> _SOURCE MATERIAL_

begin

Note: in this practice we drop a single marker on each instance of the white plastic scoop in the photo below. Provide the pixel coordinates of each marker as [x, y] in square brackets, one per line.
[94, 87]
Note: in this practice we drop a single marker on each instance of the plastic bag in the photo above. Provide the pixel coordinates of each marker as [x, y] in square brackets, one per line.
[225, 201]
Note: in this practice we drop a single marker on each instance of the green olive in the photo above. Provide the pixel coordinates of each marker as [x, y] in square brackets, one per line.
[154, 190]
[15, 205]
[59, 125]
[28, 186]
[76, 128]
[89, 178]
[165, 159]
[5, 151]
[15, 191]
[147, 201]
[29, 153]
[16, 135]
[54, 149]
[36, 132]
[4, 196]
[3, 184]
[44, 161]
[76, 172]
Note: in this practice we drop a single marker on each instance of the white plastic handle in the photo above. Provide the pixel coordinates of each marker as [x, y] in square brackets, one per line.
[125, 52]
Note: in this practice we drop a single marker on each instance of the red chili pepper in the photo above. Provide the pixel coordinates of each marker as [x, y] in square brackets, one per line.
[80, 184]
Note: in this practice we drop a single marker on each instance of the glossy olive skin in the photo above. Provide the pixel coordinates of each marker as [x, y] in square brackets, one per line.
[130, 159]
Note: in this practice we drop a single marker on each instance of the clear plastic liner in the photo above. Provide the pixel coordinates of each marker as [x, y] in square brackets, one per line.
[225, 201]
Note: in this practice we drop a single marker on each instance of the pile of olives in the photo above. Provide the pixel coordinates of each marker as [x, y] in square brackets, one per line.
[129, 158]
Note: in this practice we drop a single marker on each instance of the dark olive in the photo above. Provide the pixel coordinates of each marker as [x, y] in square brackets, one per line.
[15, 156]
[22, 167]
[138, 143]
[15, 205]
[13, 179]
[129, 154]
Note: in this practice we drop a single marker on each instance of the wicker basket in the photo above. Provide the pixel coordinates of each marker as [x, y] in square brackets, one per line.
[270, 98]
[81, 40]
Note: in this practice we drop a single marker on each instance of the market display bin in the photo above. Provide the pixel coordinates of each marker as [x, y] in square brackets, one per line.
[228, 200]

end
begin

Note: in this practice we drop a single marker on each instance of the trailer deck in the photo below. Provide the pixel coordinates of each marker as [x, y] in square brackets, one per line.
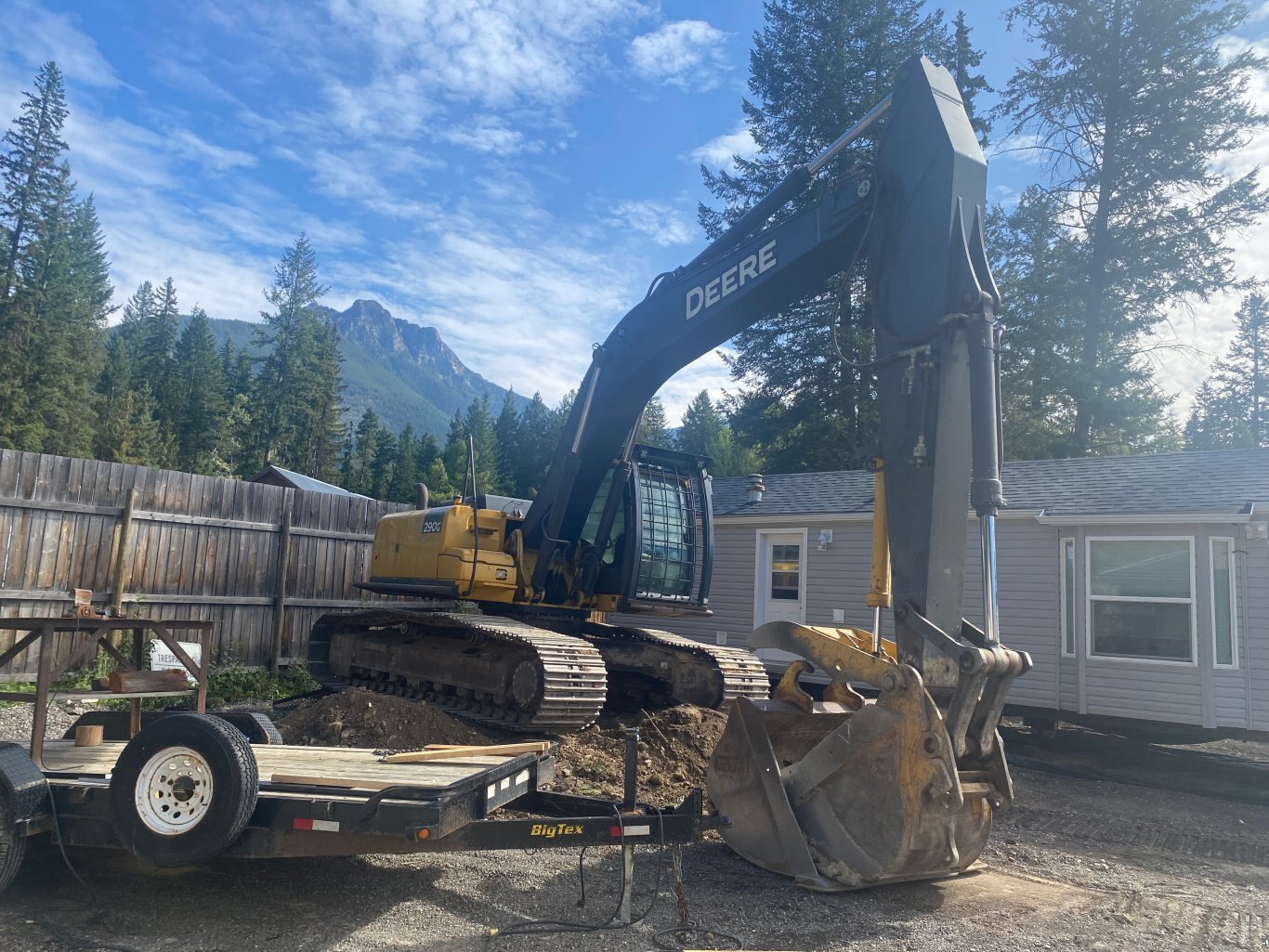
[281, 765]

end

> _TASK DETAILS_
How many lines in the records above contain the word "below"? Reply with the number alone.

> _EXERCISE ANSWER_
2